[Supplied text]
Latest Commission communication appears to reframe transparency commitment made in the 2016 interinstitutional agreement on better lawmaking.
On 29 April, the Commission presented a new communication entitled “Better Regulation: Joining forces to make better laws”. In its own words, the communication is intended to “[propose] a number of further improvements not least to ensure our policies support the recovery and resilience of the EU and its twin [post-pandemic and climate] transition in the best possible way”.
The communication explicitly refers back to an interinstitutional agreement signed in 2016 by the three institutions, concerning improvements to the law-making process, calling on the Parliament and Council to live up to the commitments made therein.
What strikes the reader in the current communication is its strong focus on objectification and control. Most observed are the words “impact” (70 references), “evidence” (34), and “evaluation” (41). It is in this light that additional clarifications with regard to transparency and access seemingly must be read.

[Work request]
List each word that the text on the Commission's Better Regulation communication gives a reference count for, together with its count.

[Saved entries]
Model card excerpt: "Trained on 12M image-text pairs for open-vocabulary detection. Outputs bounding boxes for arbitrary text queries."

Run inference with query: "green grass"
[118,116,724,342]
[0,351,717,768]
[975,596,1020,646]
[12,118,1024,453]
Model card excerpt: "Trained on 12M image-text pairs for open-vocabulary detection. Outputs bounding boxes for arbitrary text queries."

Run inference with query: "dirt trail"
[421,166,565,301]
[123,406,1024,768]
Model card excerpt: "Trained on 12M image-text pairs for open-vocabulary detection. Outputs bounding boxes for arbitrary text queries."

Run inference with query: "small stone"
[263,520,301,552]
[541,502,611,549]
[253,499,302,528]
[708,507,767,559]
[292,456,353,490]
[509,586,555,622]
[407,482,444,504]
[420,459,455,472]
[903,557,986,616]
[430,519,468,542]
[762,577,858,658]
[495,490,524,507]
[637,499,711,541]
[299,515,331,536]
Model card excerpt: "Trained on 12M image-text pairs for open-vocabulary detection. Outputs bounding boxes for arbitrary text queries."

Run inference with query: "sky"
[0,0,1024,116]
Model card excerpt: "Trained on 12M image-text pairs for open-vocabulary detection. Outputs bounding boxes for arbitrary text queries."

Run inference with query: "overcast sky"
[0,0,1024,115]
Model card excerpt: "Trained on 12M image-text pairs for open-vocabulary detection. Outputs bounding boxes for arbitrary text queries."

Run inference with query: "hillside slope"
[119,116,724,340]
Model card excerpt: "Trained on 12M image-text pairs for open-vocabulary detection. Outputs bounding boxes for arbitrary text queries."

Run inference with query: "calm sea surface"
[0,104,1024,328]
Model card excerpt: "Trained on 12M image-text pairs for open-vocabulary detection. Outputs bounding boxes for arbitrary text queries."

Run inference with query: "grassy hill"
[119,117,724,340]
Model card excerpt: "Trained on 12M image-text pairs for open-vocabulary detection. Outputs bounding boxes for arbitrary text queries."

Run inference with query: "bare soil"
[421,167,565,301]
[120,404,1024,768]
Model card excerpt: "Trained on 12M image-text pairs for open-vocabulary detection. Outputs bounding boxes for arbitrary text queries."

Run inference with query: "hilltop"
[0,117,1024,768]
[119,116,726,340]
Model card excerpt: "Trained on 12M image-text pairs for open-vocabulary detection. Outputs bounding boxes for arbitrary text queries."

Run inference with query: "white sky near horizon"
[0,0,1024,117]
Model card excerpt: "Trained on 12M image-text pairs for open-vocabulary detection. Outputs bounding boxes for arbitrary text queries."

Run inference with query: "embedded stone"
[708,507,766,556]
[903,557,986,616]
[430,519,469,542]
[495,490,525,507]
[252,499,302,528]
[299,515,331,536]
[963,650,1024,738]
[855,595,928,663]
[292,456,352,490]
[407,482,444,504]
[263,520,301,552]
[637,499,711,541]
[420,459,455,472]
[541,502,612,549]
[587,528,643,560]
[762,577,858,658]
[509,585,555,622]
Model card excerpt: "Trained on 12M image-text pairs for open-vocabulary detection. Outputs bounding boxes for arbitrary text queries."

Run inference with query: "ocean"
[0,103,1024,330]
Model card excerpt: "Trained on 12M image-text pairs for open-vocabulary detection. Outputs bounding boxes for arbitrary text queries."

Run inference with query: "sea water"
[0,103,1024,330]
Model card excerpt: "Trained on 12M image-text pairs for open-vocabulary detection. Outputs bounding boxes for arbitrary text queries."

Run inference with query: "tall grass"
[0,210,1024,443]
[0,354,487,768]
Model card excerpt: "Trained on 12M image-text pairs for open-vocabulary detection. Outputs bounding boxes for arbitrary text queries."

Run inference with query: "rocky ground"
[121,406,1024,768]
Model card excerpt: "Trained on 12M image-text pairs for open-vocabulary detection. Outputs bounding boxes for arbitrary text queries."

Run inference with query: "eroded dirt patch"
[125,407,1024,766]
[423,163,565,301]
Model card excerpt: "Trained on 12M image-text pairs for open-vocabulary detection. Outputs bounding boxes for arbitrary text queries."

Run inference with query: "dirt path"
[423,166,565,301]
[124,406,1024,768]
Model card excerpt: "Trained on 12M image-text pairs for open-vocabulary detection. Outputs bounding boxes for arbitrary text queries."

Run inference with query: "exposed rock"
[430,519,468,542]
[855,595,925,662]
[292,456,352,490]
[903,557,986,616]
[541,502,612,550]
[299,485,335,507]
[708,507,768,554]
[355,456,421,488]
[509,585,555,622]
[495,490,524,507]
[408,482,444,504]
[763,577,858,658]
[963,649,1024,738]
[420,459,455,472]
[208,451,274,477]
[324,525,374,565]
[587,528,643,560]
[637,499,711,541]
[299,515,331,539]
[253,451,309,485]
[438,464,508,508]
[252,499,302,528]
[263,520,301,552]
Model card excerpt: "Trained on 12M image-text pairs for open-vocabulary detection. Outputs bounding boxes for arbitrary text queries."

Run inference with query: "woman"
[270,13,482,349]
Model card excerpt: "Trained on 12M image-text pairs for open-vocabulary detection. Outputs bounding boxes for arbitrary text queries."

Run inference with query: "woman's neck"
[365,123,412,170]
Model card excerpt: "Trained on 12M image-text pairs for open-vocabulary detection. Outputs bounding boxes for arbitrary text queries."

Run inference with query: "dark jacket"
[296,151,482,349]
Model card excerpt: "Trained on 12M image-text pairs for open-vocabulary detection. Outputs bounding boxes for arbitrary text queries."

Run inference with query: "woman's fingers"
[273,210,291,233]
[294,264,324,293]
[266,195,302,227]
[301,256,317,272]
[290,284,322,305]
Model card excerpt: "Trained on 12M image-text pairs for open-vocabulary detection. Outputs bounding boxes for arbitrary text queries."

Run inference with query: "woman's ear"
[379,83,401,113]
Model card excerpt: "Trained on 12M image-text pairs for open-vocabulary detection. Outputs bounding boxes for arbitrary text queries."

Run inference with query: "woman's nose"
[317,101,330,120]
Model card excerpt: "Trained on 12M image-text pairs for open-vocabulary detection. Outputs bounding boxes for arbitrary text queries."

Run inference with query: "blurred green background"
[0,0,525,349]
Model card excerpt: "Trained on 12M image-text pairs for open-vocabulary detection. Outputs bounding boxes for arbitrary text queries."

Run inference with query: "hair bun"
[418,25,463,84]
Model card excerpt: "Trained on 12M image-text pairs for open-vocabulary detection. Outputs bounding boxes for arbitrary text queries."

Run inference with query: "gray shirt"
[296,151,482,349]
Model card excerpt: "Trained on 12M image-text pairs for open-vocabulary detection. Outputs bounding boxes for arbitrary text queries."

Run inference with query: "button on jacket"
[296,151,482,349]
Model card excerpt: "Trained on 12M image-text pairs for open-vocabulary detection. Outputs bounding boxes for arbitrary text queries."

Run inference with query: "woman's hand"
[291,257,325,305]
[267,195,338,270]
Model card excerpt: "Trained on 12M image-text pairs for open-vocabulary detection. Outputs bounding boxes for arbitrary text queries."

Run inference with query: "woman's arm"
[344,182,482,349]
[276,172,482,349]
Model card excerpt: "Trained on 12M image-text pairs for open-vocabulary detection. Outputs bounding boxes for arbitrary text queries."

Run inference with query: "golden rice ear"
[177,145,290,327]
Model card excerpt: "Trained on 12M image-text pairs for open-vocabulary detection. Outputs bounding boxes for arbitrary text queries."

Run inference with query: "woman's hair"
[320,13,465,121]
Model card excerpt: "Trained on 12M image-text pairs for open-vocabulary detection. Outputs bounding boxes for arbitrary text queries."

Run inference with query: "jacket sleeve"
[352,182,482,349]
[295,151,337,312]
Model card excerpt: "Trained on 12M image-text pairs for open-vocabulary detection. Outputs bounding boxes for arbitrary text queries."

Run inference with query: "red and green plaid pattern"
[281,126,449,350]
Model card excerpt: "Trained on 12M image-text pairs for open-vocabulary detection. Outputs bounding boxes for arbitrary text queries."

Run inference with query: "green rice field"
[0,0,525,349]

[Exercise output]
"impact" (70), "evidence" (34), "evaluation" (41)